** DIRECTIONS FOR THIS TASK **
Your answer must be the lines from the start of the records through the line with "Phrase: man in orange shirt", exactly as written, without the pictures.
=== Begin Enclosure ===
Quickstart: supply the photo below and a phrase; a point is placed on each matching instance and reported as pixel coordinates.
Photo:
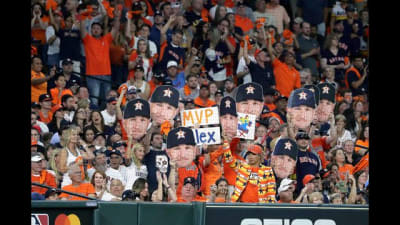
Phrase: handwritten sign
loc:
(202, 116)
(208, 136)
(246, 126)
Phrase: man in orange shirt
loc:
(203, 100)
(97, 51)
(39, 175)
(45, 114)
(39, 79)
(287, 78)
(77, 186)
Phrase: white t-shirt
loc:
(133, 173)
(54, 48)
(242, 67)
(109, 120)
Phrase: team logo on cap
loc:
(303, 95)
(325, 90)
(167, 93)
(138, 106)
(227, 104)
(288, 145)
(181, 134)
(250, 89)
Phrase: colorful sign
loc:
(202, 116)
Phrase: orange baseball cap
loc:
(308, 178)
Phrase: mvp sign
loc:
(203, 116)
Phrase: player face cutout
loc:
(182, 154)
(250, 106)
(283, 165)
(136, 126)
(324, 109)
(161, 111)
(229, 125)
(301, 116)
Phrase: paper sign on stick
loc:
(208, 136)
(202, 116)
(246, 126)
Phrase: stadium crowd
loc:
(102, 67)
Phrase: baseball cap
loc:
(45, 97)
(308, 178)
(36, 157)
(172, 63)
(189, 180)
(67, 61)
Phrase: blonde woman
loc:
(72, 152)
(135, 167)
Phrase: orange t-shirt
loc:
(97, 53)
(243, 22)
(287, 79)
(83, 189)
(250, 193)
(213, 171)
(45, 178)
(37, 90)
(199, 103)
(54, 92)
(344, 169)
(45, 119)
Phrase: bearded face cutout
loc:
(229, 125)
(136, 126)
(162, 163)
(324, 109)
(183, 155)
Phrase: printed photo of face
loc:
(324, 109)
(136, 126)
(283, 165)
(250, 106)
(161, 111)
(301, 116)
(183, 155)
(229, 125)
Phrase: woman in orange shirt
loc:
(338, 157)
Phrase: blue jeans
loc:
(99, 86)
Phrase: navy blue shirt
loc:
(263, 76)
(307, 163)
(70, 44)
(150, 160)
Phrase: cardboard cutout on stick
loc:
(301, 108)
(181, 146)
(164, 104)
(326, 101)
(137, 118)
(228, 116)
(283, 158)
(250, 99)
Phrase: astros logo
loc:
(71, 219)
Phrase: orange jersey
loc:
(39, 89)
(287, 79)
(97, 53)
(45, 178)
(83, 189)
(55, 95)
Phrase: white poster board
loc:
(202, 116)
(246, 126)
(208, 135)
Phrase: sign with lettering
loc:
(208, 136)
(202, 116)
(246, 126)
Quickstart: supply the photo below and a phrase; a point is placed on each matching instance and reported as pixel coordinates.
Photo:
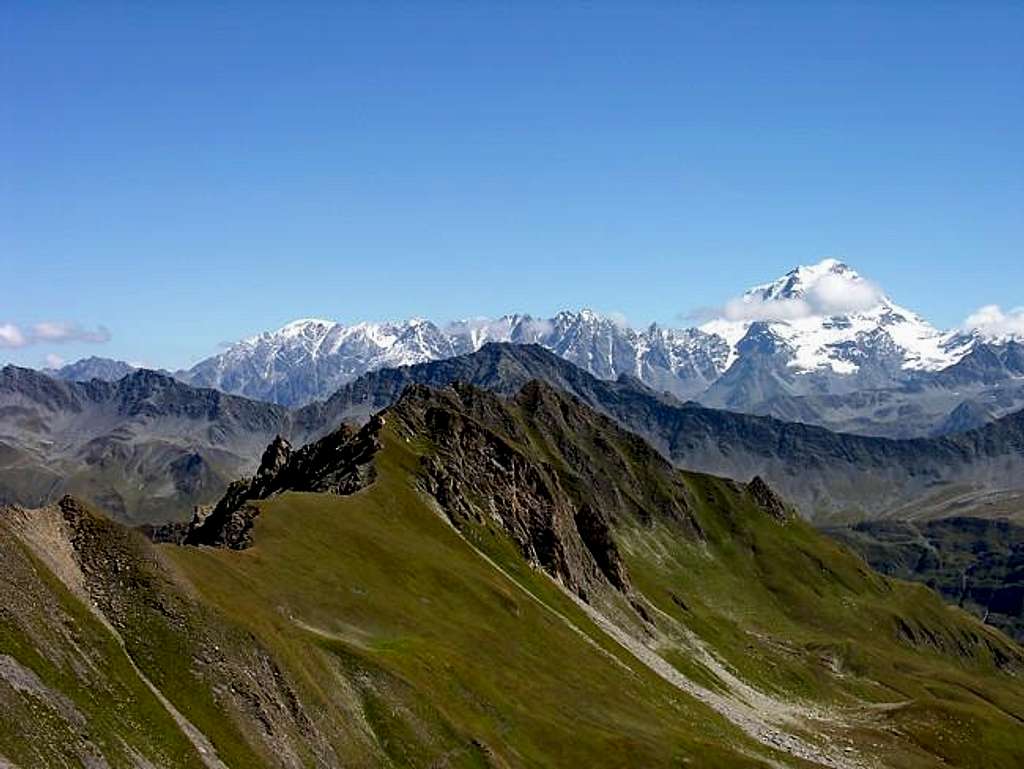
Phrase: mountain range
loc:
(148, 446)
(477, 581)
(819, 345)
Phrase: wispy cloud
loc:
(992, 321)
(828, 295)
(51, 332)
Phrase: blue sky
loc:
(190, 174)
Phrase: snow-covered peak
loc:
(803, 281)
(833, 318)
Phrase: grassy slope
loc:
(404, 647)
(379, 582)
(86, 698)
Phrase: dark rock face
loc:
(118, 443)
(815, 469)
(976, 563)
(552, 473)
(767, 500)
(340, 463)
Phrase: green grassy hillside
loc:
(522, 584)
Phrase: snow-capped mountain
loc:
(819, 331)
(310, 358)
(829, 317)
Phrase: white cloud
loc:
(11, 336)
(58, 332)
(832, 294)
(991, 321)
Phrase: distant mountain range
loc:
(476, 582)
(163, 445)
(819, 345)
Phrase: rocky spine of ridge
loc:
(340, 463)
(547, 470)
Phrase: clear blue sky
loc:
(186, 173)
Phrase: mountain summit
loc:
(819, 331)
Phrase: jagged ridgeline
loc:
(477, 581)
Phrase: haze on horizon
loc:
(175, 177)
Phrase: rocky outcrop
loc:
(340, 463)
(767, 500)
(550, 472)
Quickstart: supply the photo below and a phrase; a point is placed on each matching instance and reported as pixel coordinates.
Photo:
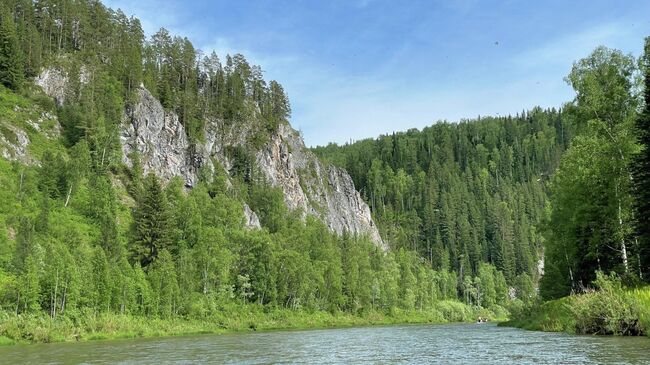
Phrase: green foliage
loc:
(11, 59)
(461, 195)
(641, 170)
(151, 223)
(590, 224)
(609, 309)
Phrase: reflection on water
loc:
(414, 344)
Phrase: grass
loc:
(89, 326)
(608, 311)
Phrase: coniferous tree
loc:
(151, 222)
(11, 60)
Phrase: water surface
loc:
(407, 344)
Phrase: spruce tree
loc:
(152, 224)
(642, 171)
(11, 61)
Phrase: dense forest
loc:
(468, 209)
(461, 195)
(82, 234)
(569, 185)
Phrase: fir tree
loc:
(151, 221)
(11, 62)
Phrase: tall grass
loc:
(92, 326)
(610, 309)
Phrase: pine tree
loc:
(11, 60)
(642, 171)
(152, 223)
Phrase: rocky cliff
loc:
(314, 188)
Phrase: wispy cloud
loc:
(356, 69)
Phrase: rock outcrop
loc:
(159, 138)
(310, 186)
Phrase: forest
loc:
(468, 209)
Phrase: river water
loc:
(407, 344)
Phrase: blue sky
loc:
(359, 68)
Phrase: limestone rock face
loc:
(310, 186)
(13, 145)
(317, 189)
(54, 83)
(159, 138)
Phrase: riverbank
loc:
(40, 329)
(608, 311)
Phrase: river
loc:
(405, 344)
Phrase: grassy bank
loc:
(610, 310)
(35, 329)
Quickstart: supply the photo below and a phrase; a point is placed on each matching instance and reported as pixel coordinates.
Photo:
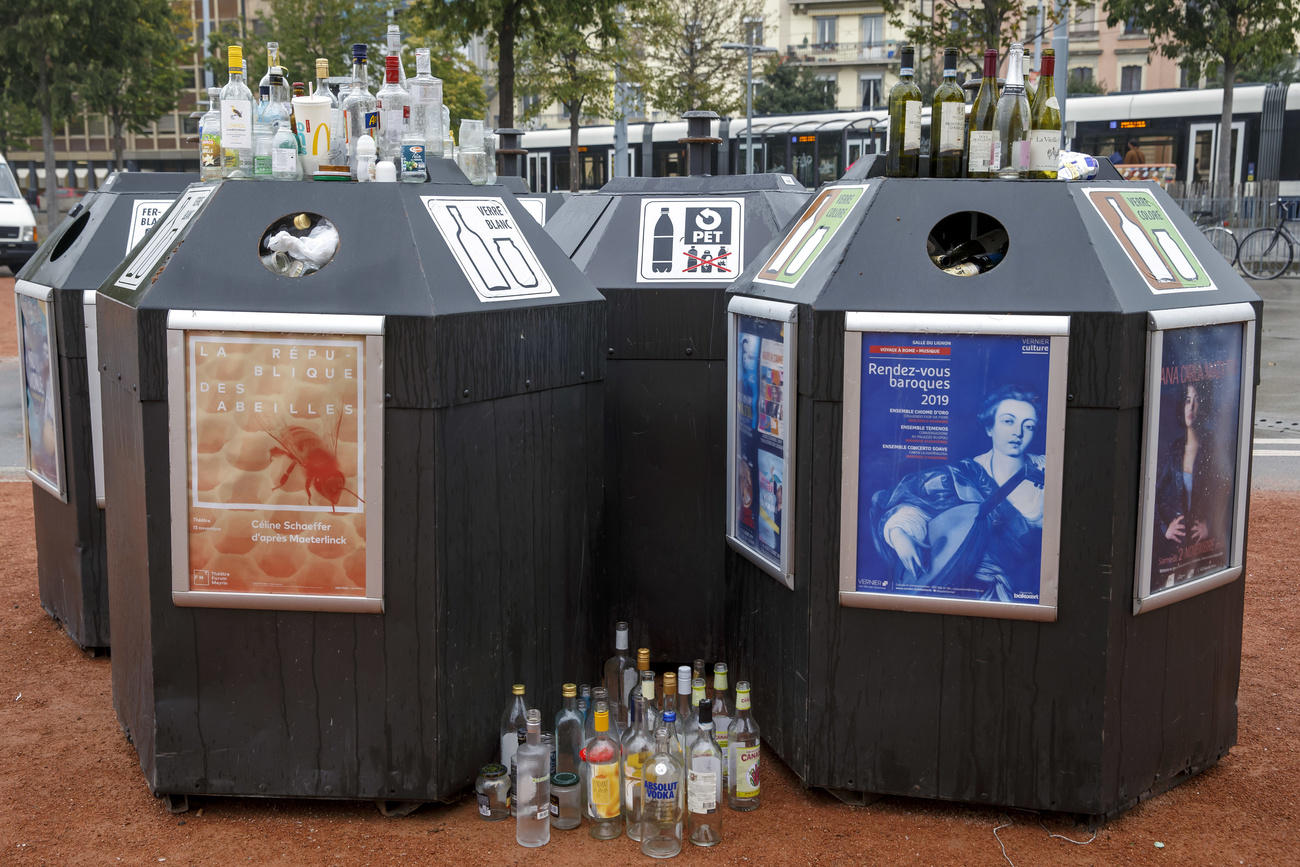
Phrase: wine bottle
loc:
=== End Enclosure ===
** RESPONSE TO THIS EXERCISE **
Quickstart: supply the photo below and a phrase; a point is placed on each matching instance and reported as pixel coordinates.
Photo:
Phrase: handwritten sign
loc:
(202, 116)
(208, 136)
(246, 126)
Phrase: man in orange shirt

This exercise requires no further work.